- SOURCE EXTRACT -
============
Globally, air pollution from cooking using fuelwood, coal and dung contributes to over 3.2 million premature deaths each year, including 237,000 children under five.
In Zambia, having electricity at home does not automatically lead to cleaner cooking. In the global south, electricity only starts to support clean cooking once national access rates exceed 80%. In Zambia, only around 50% of people have access to electricity. Frequent power cuts and high residential tariffs make cooking with electricity either unreliable or unaffordable.
We are renewable energy and green hydrogen researchers who set out to discover the potential for the use of green hydrogen as an alternative source of power. Green hydrogen is produced from water and renewable electricity. It’s a clean, storable fuel that can be used like fossil gas, without the emissions. It could offer households a flexible, low-carbon substitute for charcoal or liquefied petroleum gas.
Our research was based on a modelling exercise that looked at various factors related to green hydrogen and the situation in Zambia.
The renewable energy used to make green hydrogen usually comes from a solar or wind power system set up especially for the green hydrogen plant. For instance, the Hyphen project in Namibia plans to use solar and wind power to produce green hydrogen for export and domestic use.
These systems are expensive to build and operate. They also require significant upfront capital and storage infrastructure to ensure reliable output.
============
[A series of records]
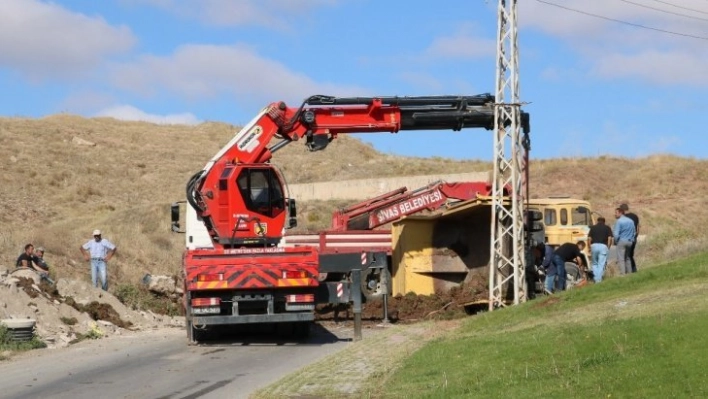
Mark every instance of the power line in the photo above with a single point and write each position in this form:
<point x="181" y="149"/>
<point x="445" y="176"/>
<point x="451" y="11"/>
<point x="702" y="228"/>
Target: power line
<point x="662" y="10"/>
<point x="681" y="7"/>
<point x="623" y="22"/>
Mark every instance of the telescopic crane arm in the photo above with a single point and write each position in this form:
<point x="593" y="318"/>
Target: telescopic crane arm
<point x="318" y="120"/>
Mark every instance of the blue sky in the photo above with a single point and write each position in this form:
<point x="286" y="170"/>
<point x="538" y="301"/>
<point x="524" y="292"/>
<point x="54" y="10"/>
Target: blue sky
<point x="594" y="86"/>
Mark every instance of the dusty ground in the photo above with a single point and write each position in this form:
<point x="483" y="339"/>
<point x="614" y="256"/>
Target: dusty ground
<point x="71" y="310"/>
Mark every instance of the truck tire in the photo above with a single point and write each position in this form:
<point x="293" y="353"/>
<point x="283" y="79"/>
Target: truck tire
<point x="195" y="335"/>
<point x="371" y="284"/>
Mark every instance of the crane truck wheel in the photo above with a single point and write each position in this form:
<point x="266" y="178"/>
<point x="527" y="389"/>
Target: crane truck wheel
<point x="195" y="334"/>
<point x="371" y="283"/>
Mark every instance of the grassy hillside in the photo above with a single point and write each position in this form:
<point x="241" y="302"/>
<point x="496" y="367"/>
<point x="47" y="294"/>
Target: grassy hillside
<point x="640" y="336"/>
<point x="56" y="190"/>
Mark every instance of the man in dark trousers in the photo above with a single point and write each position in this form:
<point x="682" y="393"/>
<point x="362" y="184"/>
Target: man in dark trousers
<point x="630" y="251"/>
<point x="600" y="241"/>
<point x="568" y="252"/>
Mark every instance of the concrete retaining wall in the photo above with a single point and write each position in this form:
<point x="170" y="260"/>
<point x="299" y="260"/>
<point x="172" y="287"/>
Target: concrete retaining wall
<point x="367" y="188"/>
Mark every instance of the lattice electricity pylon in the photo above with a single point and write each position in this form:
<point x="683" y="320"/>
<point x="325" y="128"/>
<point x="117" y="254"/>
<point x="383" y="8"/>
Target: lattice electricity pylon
<point x="507" y="260"/>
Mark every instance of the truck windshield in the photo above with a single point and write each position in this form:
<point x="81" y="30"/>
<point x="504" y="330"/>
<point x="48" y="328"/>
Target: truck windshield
<point x="261" y="191"/>
<point x="581" y="216"/>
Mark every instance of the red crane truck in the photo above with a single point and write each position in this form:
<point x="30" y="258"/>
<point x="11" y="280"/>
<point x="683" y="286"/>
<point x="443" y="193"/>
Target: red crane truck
<point x="235" y="270"/>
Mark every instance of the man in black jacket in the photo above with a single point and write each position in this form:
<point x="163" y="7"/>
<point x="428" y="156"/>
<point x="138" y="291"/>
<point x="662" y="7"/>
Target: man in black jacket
<point x="600" y="240"/>
<point x="568" y="252"/>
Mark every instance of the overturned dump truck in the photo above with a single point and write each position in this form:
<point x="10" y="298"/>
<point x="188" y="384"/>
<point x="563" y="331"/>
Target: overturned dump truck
<point x="435" y="252"/>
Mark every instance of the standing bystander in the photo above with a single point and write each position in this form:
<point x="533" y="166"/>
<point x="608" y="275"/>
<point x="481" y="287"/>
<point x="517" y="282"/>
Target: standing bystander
<point x="568" y="252"/>
<point x="26" y="259"/>
<point x="600" y="240"/>
<point x="635" y="219"/>
<point x="624" y="234"/>
<point x="98" y="251"/>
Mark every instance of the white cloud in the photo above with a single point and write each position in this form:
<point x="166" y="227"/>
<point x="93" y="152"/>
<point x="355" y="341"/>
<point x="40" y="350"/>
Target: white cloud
<point x="41" y="40"/>
<point x="278" y="14"/>
<point x="612" y="50"/>
<point x="463" y="44"/>
<point x="206" y="71"/>
<point x="130" y="113"/>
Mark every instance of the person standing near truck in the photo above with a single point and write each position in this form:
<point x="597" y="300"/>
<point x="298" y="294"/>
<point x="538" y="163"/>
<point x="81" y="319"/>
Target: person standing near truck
<point x="600" y="240"/>
<point x="98" y="251"/>
<point x="635" y="219"/>
<point x="568" y="252"/>
<point x="624" y="234"/>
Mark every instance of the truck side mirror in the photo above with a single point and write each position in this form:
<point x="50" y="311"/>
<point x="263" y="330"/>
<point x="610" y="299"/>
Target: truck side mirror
<point x="533" y="220"/>
<point x="292" y="213"/>
<point x="174" y="216"/>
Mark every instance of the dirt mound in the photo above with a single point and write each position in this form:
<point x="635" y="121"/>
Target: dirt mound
<point x="458" y="302"/>
<point x="71" y="310"/>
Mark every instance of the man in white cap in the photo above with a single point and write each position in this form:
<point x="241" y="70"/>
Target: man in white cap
<point x="98" y="251"/>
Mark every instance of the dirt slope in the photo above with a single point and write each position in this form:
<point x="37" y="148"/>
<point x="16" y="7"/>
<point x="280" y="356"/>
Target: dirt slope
<point x="64" y="175"/>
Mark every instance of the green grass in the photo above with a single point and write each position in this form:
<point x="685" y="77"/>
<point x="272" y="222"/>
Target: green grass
<point x="7" y="344"/>
<point x="640" y="336"/>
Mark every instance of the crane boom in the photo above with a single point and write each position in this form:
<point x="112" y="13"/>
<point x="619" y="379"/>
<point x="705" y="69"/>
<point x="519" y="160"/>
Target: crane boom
<point x="241" y="197"/>
<point x="378" y="211"/>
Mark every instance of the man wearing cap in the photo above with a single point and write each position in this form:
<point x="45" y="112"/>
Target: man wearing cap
<point x="635" y="219"/>
<point x="39" y="259"/>
<point x="98" y="251"/>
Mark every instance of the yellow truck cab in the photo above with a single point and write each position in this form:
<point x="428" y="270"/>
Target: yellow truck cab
<point x="565" y="219"/>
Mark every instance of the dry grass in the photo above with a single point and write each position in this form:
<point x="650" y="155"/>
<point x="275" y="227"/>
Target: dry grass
<point x="55" y="192"/>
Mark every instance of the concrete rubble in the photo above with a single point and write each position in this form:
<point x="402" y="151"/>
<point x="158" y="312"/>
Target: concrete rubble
<point x="57" y="323"/>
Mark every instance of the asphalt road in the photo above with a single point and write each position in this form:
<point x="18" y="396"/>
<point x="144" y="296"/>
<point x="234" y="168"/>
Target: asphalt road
<point x="159" y="364"/>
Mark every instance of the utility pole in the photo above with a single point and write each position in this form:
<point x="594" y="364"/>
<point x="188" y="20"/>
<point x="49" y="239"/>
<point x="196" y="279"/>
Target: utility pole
<point x="507" y="259"/>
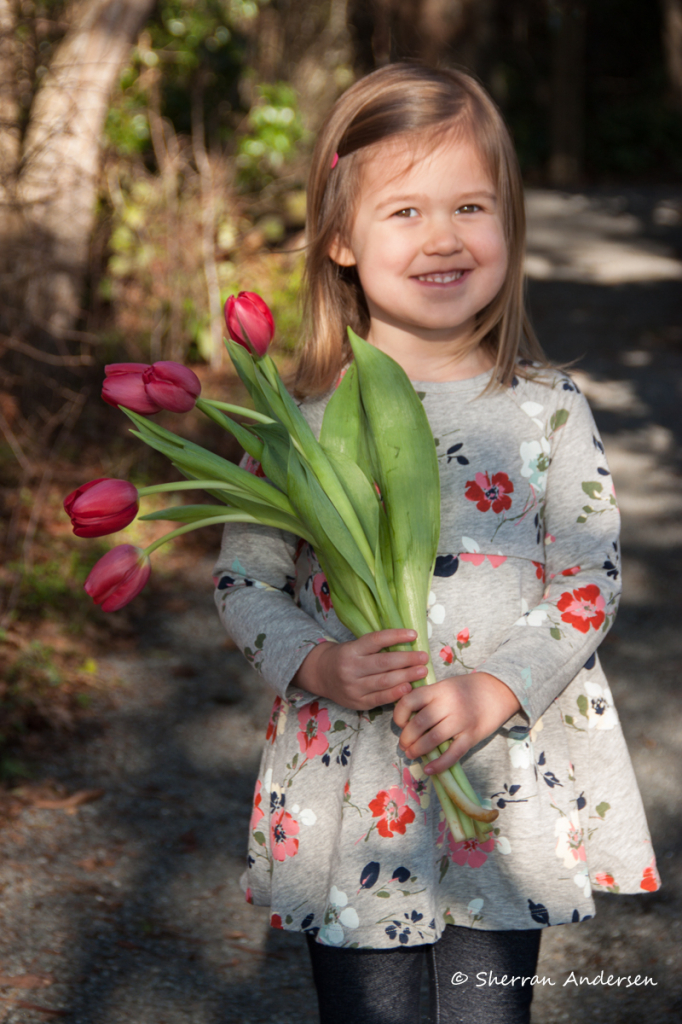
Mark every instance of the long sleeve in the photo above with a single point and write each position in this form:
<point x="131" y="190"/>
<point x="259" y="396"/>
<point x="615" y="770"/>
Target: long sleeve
============
- REQUIREMENTS -
1 > Write out the clean cooking text word for word, from "Our research was" down to "and domestic use.".
2 > Answer these from the clean cooking text:
(a) How many children under five are among the yearly premature deaths from cooking air pollution?
(b) About what share of people in Zambia have access to electricity?
(c) What is green hydrogen produced from?
This material stands apart from the clean cooking text.

- SOLUTION LIST -
1 >
Our research was based on a modelling exercise that looked at various factors related to green hydrogen and the situation in Zambia.
The renewable energy used to make green hydrogen usually comes from a solar or wind power system set up especially for the green hydrogen plant. For instance, the Hyphen project in Namibia plans to use solar and wind power to produce green hydrogen for export and domestic use.

2 >
(a) 237,000
(b) Around 50%
(c) Water and renewable electricity